Your answer should repeat exactly the line containing "# place one" and all lines after it through the end of the material below, with no other text.

"""

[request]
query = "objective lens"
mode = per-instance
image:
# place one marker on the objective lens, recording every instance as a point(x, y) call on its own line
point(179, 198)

"""

**ANSWER SPACE:**
# place one marker on the objective lens, recording every instance as a point(x, y) call on its own line
point(179, 198)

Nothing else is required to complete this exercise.